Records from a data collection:
****************

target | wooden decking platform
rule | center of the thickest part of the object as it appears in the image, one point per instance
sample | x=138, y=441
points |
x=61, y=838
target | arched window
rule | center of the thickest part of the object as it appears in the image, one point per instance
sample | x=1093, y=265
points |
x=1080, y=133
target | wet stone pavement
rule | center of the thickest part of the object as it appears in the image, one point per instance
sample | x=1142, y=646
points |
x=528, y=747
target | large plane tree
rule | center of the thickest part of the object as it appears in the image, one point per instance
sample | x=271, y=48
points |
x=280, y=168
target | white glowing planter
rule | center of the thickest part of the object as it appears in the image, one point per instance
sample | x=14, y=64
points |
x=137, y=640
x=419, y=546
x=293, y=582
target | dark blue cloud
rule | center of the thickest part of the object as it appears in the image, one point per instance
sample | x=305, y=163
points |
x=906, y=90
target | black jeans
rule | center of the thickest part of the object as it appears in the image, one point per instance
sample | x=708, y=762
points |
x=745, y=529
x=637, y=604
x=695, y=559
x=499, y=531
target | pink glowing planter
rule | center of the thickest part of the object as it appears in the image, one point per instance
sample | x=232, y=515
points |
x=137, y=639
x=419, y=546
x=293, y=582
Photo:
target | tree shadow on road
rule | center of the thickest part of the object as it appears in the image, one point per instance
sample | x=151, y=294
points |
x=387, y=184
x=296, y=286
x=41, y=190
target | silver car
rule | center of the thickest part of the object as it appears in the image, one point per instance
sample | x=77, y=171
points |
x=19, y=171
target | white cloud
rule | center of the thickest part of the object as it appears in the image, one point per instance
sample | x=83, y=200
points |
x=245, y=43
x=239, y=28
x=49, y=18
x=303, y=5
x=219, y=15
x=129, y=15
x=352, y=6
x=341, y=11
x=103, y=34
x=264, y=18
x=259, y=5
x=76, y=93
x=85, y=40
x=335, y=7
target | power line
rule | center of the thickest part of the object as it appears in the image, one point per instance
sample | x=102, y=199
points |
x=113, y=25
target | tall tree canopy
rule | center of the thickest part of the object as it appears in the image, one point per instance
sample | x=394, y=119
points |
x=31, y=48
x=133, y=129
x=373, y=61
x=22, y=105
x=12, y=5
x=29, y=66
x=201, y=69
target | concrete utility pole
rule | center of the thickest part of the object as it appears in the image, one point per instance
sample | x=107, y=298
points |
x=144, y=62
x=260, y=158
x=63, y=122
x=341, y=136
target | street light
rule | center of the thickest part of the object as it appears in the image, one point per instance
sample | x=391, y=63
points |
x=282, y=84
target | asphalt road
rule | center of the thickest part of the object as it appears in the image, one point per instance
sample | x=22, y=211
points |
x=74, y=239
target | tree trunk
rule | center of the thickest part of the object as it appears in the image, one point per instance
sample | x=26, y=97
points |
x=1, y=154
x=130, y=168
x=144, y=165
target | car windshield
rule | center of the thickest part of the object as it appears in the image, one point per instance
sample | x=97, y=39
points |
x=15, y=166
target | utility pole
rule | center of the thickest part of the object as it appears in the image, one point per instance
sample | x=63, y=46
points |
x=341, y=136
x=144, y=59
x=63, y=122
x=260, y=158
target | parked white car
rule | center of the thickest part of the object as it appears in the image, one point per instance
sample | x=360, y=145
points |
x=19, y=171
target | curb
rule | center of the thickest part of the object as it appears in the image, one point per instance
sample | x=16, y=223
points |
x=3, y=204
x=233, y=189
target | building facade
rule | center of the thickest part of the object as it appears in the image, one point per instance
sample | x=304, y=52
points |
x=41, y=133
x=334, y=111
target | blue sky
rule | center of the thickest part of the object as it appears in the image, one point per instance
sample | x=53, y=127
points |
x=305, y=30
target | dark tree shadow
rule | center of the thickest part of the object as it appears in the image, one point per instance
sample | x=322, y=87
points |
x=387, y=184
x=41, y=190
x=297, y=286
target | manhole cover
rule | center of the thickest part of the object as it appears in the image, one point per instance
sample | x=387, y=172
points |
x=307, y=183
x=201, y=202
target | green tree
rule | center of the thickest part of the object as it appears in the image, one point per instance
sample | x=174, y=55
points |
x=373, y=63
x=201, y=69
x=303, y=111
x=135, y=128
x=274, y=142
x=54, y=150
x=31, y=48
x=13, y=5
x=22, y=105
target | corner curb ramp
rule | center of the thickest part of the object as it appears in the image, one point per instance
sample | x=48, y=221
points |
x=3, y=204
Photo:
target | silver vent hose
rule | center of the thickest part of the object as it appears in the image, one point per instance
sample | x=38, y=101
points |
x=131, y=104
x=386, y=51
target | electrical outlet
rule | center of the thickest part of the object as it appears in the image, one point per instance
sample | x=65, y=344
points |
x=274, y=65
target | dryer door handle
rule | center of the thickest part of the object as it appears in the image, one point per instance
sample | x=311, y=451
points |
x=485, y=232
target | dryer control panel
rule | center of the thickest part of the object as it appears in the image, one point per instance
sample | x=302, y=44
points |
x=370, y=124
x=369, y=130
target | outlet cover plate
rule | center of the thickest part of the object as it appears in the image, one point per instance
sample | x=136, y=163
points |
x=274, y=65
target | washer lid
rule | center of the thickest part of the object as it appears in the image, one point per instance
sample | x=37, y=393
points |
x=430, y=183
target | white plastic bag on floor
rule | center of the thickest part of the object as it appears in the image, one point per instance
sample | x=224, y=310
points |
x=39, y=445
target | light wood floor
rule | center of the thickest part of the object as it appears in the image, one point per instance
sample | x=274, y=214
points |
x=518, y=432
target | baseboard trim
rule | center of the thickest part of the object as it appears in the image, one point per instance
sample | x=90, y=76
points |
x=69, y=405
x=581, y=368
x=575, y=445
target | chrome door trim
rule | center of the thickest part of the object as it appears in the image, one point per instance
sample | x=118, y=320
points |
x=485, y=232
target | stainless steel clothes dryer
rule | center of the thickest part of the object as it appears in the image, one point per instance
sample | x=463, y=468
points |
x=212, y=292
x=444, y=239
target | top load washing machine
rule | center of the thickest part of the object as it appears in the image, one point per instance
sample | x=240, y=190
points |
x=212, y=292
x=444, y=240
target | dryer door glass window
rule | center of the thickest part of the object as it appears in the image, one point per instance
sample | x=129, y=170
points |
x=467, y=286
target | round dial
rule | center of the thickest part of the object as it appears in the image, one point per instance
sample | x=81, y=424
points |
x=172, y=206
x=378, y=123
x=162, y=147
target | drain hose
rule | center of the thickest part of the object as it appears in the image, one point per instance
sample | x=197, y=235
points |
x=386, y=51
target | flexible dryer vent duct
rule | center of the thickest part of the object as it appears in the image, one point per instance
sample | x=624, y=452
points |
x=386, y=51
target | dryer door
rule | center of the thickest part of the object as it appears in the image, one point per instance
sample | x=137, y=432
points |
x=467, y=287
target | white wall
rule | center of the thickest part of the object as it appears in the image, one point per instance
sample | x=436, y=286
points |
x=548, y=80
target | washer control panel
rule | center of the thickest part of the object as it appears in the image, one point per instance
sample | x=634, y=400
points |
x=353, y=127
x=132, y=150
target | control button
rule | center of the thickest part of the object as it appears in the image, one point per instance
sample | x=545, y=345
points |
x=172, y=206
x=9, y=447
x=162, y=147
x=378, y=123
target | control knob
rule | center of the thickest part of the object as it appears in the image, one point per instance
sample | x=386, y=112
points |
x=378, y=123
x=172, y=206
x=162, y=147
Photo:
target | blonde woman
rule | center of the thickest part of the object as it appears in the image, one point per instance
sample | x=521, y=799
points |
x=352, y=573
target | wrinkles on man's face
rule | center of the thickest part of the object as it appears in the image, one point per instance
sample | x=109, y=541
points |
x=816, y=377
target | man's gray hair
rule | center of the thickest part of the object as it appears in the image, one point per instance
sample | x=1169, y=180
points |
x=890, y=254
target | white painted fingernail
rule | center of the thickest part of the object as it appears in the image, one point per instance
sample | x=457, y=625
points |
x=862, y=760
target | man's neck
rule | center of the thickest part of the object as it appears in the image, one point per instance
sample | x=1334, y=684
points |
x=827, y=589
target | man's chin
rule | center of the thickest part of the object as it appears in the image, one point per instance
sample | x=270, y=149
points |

****************

• **Exercise objective**: Give again exactly, and only, the lines above starting at the one with "target | tree trunk" and ending at the one with "target | parked white car".

• **Task result**:
target | tree trunk
rule | center of the thickest part of the object as it appears in the image, one point per instance
sample | x=26, y=97
points |
x=1, y=154
x=130, y=168
x=144, y=165
target | car windshield
rule | center of the thickest part of the object as it appears in the image, one point per instance
sample | x=97, y=39
points |
x=15, y=166
target | utility pole
rule | center of the thickest part of the object as it appears in the image, one point per instance
sample | x=63, y=46
points |
x=341, y=136
x=144, y=59
x=63, y=122
x=260, y=158
target | parked white car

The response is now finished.